§ Document excerpt

^^^^^^^^^^^^^^^^

American-bred Thoroughbred racehorse

Margrave (foaled 1893 in Kentucky) was an American Thoroughbred racehorse who won the 1896 Preakness Stakes, a race that would become the second leg of the U.S. Triple Crown series.

==Breeding==
Margrave was bred by August Belmont Jr. at his Nursery Stud near Lexington, Kentucky. He was sired by 1883 Epsom Derby winner St. Blaise who had originally been imported into the United States by August Belmont Sr. to stand at his Nursery Stud which at the time was located in Babylon, New York. After Belmont Sr.'s death in 1890, St. Blaise was sold several times and before Belmont Jr. bought him back. Margrave's dam was Lady Margaret, a Belmont family bred multiple stakes winning mare who also was the dam of Masterman, winner of the 1902 Belmont Stakes. Lady Margaret was sired by the Belmont stallion The Ill-Used who was the sire of other very good runners including His Highness, who won the 1891 Futurity Stakes, Forester, winner of the 1882 Withers and Belmont Stakes, Jacobus who won the 1883 Preakness Stakes plus 1892 American Champion Two-Year-Old Filly Lady Violet.

^^^^^^^^^^^^^^^^

§ Natural-language object grounding data

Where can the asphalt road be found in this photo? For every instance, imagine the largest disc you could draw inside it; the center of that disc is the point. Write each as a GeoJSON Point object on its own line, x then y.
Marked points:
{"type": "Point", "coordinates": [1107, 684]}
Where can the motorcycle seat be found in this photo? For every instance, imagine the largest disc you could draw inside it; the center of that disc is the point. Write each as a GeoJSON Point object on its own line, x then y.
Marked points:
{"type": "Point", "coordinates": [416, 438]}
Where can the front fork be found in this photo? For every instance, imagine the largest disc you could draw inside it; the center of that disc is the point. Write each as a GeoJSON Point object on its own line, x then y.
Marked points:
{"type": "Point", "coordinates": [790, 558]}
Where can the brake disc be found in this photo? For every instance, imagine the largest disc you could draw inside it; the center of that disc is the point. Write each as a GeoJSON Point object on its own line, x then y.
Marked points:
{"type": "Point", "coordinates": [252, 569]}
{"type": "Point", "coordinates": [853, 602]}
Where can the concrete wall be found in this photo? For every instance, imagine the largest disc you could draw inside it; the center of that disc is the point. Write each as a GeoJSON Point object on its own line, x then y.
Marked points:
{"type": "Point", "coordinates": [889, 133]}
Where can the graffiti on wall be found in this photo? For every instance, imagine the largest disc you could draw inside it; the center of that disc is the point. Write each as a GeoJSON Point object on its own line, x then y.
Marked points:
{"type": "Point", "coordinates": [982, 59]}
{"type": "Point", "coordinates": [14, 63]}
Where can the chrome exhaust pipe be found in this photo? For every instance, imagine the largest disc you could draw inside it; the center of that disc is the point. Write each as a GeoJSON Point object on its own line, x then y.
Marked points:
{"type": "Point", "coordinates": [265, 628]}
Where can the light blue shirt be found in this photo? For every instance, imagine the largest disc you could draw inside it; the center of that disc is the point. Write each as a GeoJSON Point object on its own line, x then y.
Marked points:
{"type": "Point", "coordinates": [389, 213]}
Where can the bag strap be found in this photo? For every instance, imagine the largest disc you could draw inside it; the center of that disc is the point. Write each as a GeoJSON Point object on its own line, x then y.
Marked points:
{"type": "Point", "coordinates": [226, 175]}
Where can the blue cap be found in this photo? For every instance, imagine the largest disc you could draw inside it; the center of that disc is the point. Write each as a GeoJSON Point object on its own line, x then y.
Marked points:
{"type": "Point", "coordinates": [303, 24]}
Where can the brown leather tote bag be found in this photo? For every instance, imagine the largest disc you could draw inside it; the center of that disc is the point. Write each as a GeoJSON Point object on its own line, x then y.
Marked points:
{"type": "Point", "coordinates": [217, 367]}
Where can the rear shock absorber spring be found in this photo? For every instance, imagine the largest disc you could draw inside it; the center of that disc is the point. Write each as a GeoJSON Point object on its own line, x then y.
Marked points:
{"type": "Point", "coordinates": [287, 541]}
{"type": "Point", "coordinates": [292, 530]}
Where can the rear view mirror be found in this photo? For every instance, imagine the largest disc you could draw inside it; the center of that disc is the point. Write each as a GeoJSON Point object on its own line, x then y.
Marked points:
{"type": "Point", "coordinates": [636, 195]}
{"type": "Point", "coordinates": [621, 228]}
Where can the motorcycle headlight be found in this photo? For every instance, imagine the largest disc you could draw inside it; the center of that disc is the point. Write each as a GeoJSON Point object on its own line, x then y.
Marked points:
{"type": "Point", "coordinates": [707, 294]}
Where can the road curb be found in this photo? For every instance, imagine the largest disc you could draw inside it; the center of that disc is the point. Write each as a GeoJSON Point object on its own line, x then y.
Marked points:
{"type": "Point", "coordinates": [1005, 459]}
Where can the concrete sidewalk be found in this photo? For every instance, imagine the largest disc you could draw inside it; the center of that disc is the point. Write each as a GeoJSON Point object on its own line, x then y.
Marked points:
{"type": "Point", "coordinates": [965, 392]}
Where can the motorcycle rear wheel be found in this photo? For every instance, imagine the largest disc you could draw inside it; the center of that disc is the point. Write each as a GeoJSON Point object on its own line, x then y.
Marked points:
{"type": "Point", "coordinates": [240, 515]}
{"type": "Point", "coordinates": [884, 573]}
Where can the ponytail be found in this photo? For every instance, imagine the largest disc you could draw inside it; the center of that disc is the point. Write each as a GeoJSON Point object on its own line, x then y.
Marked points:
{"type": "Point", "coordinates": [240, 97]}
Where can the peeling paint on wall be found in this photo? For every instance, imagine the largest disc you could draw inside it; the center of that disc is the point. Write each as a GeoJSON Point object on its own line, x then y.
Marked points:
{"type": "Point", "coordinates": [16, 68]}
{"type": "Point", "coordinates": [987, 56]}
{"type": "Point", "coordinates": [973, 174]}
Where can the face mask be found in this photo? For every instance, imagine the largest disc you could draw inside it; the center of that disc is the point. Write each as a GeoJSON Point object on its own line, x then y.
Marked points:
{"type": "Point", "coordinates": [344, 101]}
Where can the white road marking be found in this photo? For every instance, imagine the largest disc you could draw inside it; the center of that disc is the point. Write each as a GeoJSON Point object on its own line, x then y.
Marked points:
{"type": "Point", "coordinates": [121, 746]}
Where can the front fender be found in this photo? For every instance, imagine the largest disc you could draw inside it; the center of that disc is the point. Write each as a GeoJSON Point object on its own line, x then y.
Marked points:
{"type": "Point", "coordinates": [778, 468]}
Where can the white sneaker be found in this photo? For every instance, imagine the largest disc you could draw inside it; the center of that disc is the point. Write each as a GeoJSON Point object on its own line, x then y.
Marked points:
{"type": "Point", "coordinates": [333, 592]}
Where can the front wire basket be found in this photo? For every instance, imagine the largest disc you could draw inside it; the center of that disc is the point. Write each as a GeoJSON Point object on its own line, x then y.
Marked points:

^^^^^^^^^^^^^^^^

§ Directions
[A] In the text about the racehorse Margrave, who bred him and where?
[B] Summarize the text about the racehorse Margrave in two sentences.
[C] Continue the text about the racehorse Margrave from its last sentence.

§ Answers by task
[A] August Belmont Jr. bred him at his Nursery Stud near Lexington, Kentucky.

[B] Margrave, an American Thoroughbred foaled in Kentucky in 1893, won the 1896 Preakness Stakes and was bred by August Belmont Jr. at his Nursery Stud near Lexington. He was sired by 1883 Epsom Derby winner St. Blaise, and his dam was the stakes-winning mare Lady Margaret, a daughter of the Belmont stallion The Ill-Used.

[C]
==Racing==
Margrave was trained by Byron McClelland who had previously won the 1895 Kentucky Derby with Halma and the 1894 Belmont Stakes with Henry of Navarre. As a two-year-old, Margrave won two minor races and notably beat Ben Brush while finishing second in the 1895 Great Eastern Handicap at Sheepshead Bay Race Track.

Racing at age three, Margrave was never beaten in five outings. In addition to his Preakness Stakes win at Gravesend Race Track, at that same track he also won the 1896 Boulevard Stakes and Hempstead Handicap and at Sheepshead Bay, the Tidal Stakes.

Margrave met with limited success as a stallion for his owner's Nursery Stud but did produce 1902 Queens County Handicap winner Margraviate. In 1906, Belmont gave Margrave to the New York Breeding Bureau to be used as a sire for work horses.